**Task set**
1. Answer these from the speech on the Supreme Court of Canada:
(a) Which justice did the speaker clerk for, and in what years?
(b) Since about what year has Canada respected the custom the motion concerns?
(c) At which university did the speaker spend a first professional year teaching?
2. Resume the speech on the Supreme Court of Canada after its final sentence, extending it in the same voice.

>> Start Text excerpt

Mr. Speaker, I will be sharing my time with the hon. member for .
It is an honour for me to speak to the motion today, in part because of the way in which the Supreme Court of Canada has touched my life. I had the privilege of being a clerk at the Supreme Court of Canada in 1989-90 for Mr. Justice Peter deCarteret Cory. It was one of the formative years of my life. Justice Cory's picture remains hung in my office, and he remains a daily example of what it means to be an ethical human being. Every day I think about the way in which Mr. Justice Cory treated me, my co-clerks, other judges, and the counsel in front of him. Imperfectly, I try to aspire to be as good as he is.
The motion today, and it is an important point, is about a long-standing custom that we have respected in Canada since around 1949. In more formal terms, it is that the composition of the Supreme Court of Canada be composed in a certain way, including one judge from Atlantic Canada. It is important to note that it is a custom, not a convention, and we have departed from that custom in the past.
Let me say that I speak, as well, as a former law professor at McGill University, where I taught for 20 years, and also as someone who has not only seen the inside workings of the Supreme Court as a clerk and seen the way judges struggle with legal interpretation, but I have also argued before the Supreme Court and prepared documents for pleadings at the Supreme Court, both oral and written.
I would also like to point out to my friends across the way that I spent my first professional year teaching at the University of New Brunswick. It was a wonderful year. It was the first year of my married life, and it was a wonderful experience for me to be teaching, thinking, and reflecting about law in Atlantic Canada with Atlantic Canadians, particularly, as my students.
The important point here is diversity and, with diversity, the idea that there will be additional perspectives added to the Supreme Court.
Yes, to date, Canada has been blessed with linguistic and cultural diversity. We have a statute in place stipulating that three of the justices must come from Quebec, which is very important to respecting Quebec's civil law tradition and the right to submit arguments and receive rulings in French in Supreme Court cases.
For this reason, bilingualism is a critical requirement. Let me defend the passive bilingualism that our government is putting forward. It is de facto and de jure what we have done at McGill over the past 20 years.
I have worked with counsel preparing for cases. I have seen counsel plead. I have seen the debates over each and every word that goes into both oral and written pleadings. I have never heard a top-quality advocate, and I have interacted with many of them, say that the language they are choosing for their oral or written pleadings is not important. Therefore, forcing those arguments to go through a translator after so much thought has been put into them is unfair. It is unjust to the clients and the lawyers who are putting forward those cases. Therefore, with respect to oral and written pleadings, it is a necessary precondition that judges at the Supreme Court of Canada be able to understand the nuance of the language in its original language without the benefit of translation.

>> End Text excerpt
>> Start Provided material

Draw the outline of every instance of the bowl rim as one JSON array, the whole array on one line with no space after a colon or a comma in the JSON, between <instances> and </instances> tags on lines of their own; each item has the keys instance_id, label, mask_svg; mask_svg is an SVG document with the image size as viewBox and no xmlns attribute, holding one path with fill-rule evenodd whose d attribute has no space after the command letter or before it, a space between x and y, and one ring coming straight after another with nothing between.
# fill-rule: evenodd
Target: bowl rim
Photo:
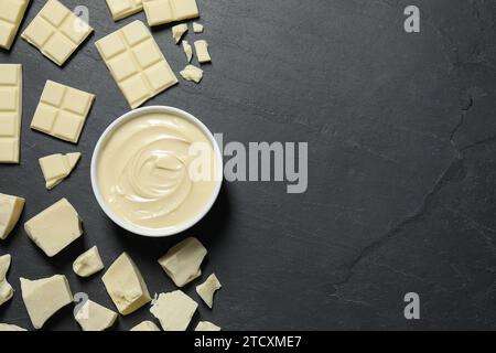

>> End Provided material

**Answers to the exercise**
1.
(a) Mr. Justice Peter deCarteret Cory, in 1989-90.
(b) Since around 1949.
(c) The University of New Brunswick.

2.
I disagree with the hon. member across the way who previously said that they ought to be able to ask questions as well. Yes, that would be desirable but it is the understanding of written and oral pleadings and the understanding of all of the work that goes into each and every word, time-limited and page-limited arguments in front of the Supreme Court, that makes the functional bilingualism requirement an absolute necessity for fairness in this country.
I would like to move on to the principle of regional representation. It is true that, according to custom, since at least 1949, one justice comes from the maritime provinces.
However, we have departed from this tradition. In 1978, then-prime minister Pierre Elliott Trudeau appointed Justice McIntyre from British Columbia to the Supreme Court of Canada, even though it was Ontario's pick. It was only four years later, when Mr. Justice Ronald Martland from Alberta stepped down, that Ontario got its third seat back in the form of the appointment of Justice Bertha Wilson.
There is not a good argument, although I know there is a legal argument that has been advanced in certain quarters that this has crystallized in some way into hard and fast law. I think the better legal argument is that we have had no such crystallization and that while this is a custom and it is a custom to be respected and it is a custom that our government is committed to respecting, there is still some flexibility for us to depart from that custom where circumstances require.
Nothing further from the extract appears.